## Begin
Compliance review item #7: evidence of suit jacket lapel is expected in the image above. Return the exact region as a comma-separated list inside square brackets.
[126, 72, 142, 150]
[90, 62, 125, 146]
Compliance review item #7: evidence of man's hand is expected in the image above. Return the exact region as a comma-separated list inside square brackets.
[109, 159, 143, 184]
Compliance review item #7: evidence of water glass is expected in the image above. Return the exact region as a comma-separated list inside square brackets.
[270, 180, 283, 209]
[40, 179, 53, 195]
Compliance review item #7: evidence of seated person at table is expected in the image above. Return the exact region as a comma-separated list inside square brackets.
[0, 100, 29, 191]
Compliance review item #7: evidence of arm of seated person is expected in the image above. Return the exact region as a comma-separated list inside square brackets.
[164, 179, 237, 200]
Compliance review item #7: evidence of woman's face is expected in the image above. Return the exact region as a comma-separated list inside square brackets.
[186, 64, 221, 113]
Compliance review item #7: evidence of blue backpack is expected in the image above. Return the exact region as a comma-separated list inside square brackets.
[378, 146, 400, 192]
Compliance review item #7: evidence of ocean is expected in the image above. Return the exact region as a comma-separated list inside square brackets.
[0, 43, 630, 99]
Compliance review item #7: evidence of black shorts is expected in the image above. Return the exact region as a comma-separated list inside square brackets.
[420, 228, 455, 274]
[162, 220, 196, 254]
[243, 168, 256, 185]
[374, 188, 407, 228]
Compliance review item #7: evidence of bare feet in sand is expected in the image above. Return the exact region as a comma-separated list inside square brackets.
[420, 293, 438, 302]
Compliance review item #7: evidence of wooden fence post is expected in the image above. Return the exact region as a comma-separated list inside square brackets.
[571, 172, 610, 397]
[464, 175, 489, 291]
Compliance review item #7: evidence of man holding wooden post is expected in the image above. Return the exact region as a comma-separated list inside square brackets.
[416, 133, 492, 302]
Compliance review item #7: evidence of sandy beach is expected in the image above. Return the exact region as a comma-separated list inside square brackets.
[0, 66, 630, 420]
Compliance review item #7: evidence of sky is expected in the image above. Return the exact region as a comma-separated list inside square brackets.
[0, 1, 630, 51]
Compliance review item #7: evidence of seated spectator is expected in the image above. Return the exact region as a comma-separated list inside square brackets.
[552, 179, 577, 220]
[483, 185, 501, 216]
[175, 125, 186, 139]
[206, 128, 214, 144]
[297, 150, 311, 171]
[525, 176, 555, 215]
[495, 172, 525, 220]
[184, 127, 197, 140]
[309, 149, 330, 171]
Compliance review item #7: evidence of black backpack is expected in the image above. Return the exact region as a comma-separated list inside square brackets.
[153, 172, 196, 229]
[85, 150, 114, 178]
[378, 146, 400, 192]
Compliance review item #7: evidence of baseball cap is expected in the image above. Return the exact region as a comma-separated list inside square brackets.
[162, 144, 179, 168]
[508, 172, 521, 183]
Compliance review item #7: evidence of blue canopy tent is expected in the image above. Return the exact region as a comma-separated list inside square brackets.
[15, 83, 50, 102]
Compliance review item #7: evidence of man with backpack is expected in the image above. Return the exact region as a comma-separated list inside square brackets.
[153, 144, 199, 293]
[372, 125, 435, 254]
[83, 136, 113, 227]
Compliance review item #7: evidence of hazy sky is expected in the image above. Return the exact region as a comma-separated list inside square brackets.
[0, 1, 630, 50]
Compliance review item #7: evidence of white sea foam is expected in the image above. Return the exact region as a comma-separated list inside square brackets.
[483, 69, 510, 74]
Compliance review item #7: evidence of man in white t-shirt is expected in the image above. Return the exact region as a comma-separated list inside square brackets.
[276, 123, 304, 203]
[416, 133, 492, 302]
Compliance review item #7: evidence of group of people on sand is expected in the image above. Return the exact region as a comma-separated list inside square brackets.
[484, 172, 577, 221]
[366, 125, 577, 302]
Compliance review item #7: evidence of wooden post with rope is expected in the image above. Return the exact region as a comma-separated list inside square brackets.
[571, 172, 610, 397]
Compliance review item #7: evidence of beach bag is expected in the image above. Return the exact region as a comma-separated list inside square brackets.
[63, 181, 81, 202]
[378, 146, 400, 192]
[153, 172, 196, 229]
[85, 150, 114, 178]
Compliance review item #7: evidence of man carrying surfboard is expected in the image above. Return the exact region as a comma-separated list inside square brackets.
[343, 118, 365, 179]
## End
[Given exercise] Print every line of the material above verbatim, in its original order and without alteration.

[Finished answer]
Compliance review item #7: evidence of suit jacket lapel is expected in the image above. Return the exact region as a comma-separated list inside square brackets.
[126, 72, 142, 150]
[90, 62, 125, 146]
Compliance review item #7: evidence of man's hand is expected in the image above. Return the exact region as a comma-separated list inside square brackets.
[109, 159, 143, 184]
Compliance review item #7: evidence of water glass is expected in the image above. Return the exact region as a comma-separated list inside square brackets.
[270, 180, 283, 209]
[40, 179, 53, 195]
Compliance review item #7: evidence of seated person at table is expected in the image above. Return the exact region as a comma-separated list inside square brackets.
[0, 100, 29, 191]
Compliance review item #7: evidence of arm of seated person is expected in the image above. Return the exact region as a comma-separated list inside square brackets.
[164, 179, 237, 200]
Compliance review item #7: evidence of woman's face is expected in the image above. Return the exact region as a comma-separated list inside square brackets.
[186, 64, 221, 113]
Compliance review item #7: evidence of blue backpack is expected in the image above. Return the exact region as a comma-separated list inside square brackets.
[378, 146, 400, 192]
Compliance review item #7: evidence of ocean is expected in the image above. Return the exact region as a comma-separated list inside square brackets.
[0, 43, 630, 99]
Compliance review item #7: evidence of black shorts is expected in the image above. Return the exact region as a comma-separated list inside square brackets.
[420, 228, 455, 274]
[162, 220, 196, 254]
[243, 168, 256, 185]
[374, 188, 407, 228]
Compliance review item #7: evidence of bare feet in sand is expected in the image above. Return the exact region as a comma-separated list inside square brackets.
[420, 293, 438, 302]
Compliance review item #7: evidence of wooden fence post is expected in the image above. Return the exact region as a comma-separated list inside square brackets.
[571, 172, 610, 397]
[464, 175, 489, 291]
Compliance review item #7: evidence of man holding wooden post is expected in the image above. Return the exact region as a comma-separated list inside square brackets.
[416, 133, 492, 302]
Compliance review item #7: evidence of sandy beach is expected in the image above. Return the exact region as a comma-separated list inside square brackets.
[0, 66, 630, 420]
Compliance review item #7: evidence of sky is expected in the image above. Return the exact region as a comma-separated list inside square brackets.
[0, 1, 630, 51]
Compliance review item #7: evidence of seated spectator is expected in the image above. Return the exact region as a comma-separated list inside square brackets.
[552, 179, 577, 220]
[483, 185, 501, 216]
[175, 125, 186, 139]
[206, 128, 214, 144]
[297, 150, 311, 171]
[525, 176, 555, 215]
[495, 172, 525, 220]
[184, 127, 197, 140]
[309, 149, 330, 171]
Compliance review item #7: evidence of black backpack is expected in the image above. Return the exact region as a comma-separated list inside square brackets.
[153, 172, 196, 229]
[85, 150, 114, 178]
[378, 146, 400, 192]
Compliance review item #7: evidence of baseball cap is expected in the image above. Return the exact region as a comma-separated list inside square brackets.
[162, 144, 179, 168]
[508, 172, 521, 183]
Compliance review item #7: evidence of blue canopy tent is expected in the image above. Return the exact region as a comma-separated list inside square brackets.
[15, 83, 50, 102]
Compliance review item #7: evidence of man with backpack is expected in the image above. Return the exact region as a comma-separated list inside square brackets.
[153, 144, 199, 293]
[372, 125, 435, 254]
[83, 136, 113, 227]
Compliance review item #7: evidence of hazy sky is expected in the image above. Return the exact region as a comma-separated list inside square brackets.
[0, 1, 630, 50]
Compliance review item #7: evidence of white sea foam is expected in the image above. Return the exact region as a comma-separated list inside square brackets.
[483, 69, 510, 74]
Compliance review item #7: evidence of man in white t-shirt is expected in the image above. Return the exact region as a comma-separated list inside square brackets.
[276, 123, 304, 203]
[416, 133, 492, 302]
Compliance review item #7: evidence of group of people on sand is expected in the image above. Return the exact region as a comma-separated list inside square brackets.
[484, 172, 577, 221]
[366, 125, 577, 302]
Compliance review item #7: evidence of wooden post with rope is expected in the image above. Return the exact region as a comma-separated list inside square brackets.
[571, 172, 610, 397]
Compliance review item #7: evidence of beach bag is expected in the image above. Return the exact region as a comma-separated list inside square brackets.
[63, 181, 81, 202]
[378, 146, 400, 192]
[153, 172, 196, 229]
[85, 150, 114, 178]
Compliance review item #7: evidence of man carrying surfboard is expected in the image above. Return the exact region as a comma-separated list inside square brackets.
[343, 118, 365, 179]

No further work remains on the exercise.